Requirement — Please pull out every line of the entries below that contains the word 'single'.

Records supplied —
——

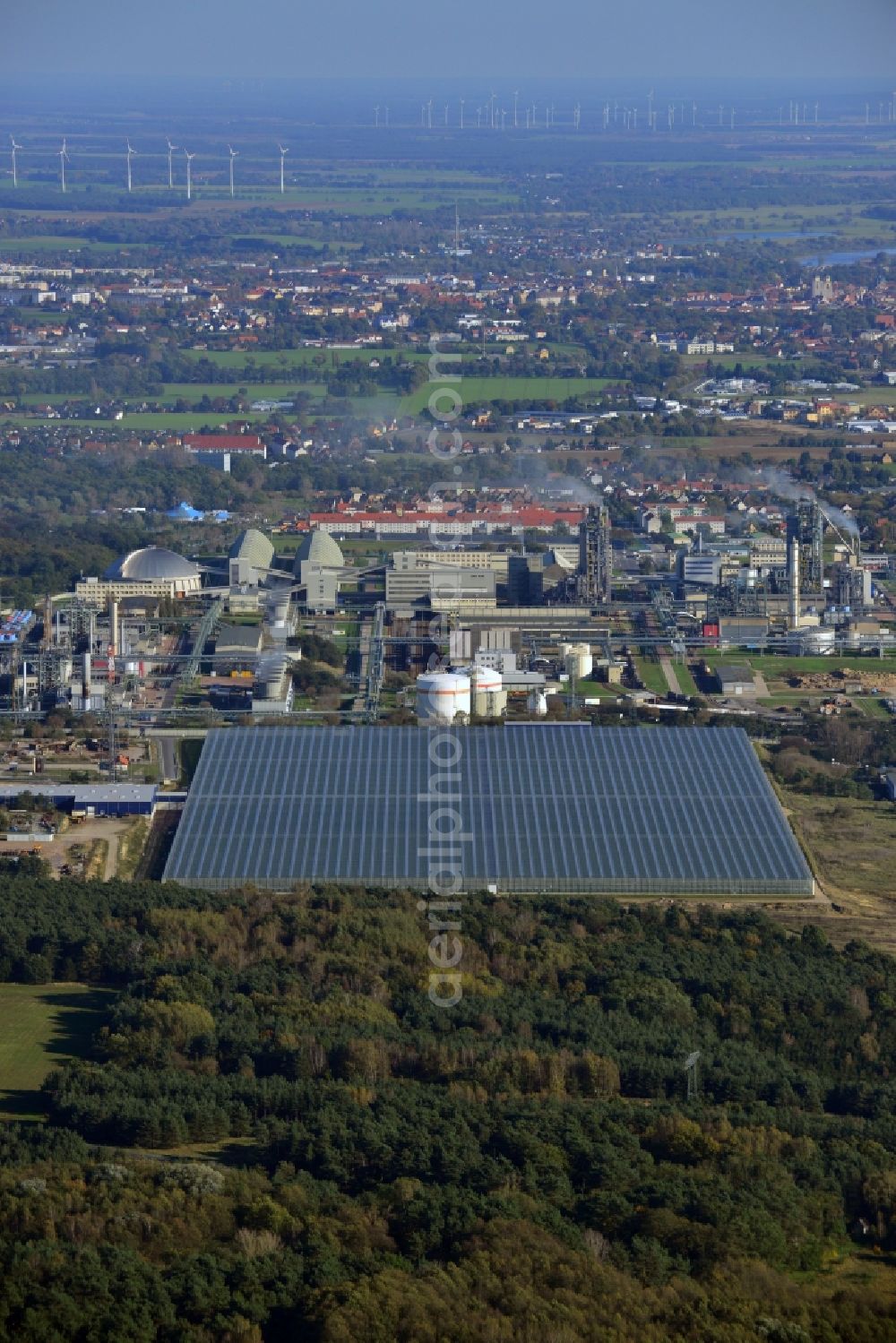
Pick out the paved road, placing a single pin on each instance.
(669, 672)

——

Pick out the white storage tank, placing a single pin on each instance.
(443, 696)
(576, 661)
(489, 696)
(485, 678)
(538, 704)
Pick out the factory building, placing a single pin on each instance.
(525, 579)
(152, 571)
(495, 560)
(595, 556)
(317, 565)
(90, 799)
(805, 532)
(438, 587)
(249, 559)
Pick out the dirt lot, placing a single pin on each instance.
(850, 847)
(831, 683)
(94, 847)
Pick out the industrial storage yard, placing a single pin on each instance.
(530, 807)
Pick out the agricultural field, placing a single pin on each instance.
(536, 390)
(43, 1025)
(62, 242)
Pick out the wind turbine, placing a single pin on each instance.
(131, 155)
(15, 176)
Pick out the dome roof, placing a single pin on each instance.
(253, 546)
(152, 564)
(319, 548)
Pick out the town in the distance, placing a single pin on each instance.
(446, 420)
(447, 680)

——

Exercise result —
Pick out the paved road, placing a single pin on each instance.
Pick out the white storage tank, placing a single pin on each instance.
Pick out the factory building, placing a single pin on each instance.
Pick out the dirt lot, placing a single pin on each instance.
Pick out the industrial storage yard, placing a single pin on each instance.
Pick out the agricultural field, placing a single pin on each instance.
Pick out the wind turbine, placing a single pin on each instance.
Pick out the dome roof, placing a single pin on each instance.
Pick out the town in the distance, placing a single pin on each instance.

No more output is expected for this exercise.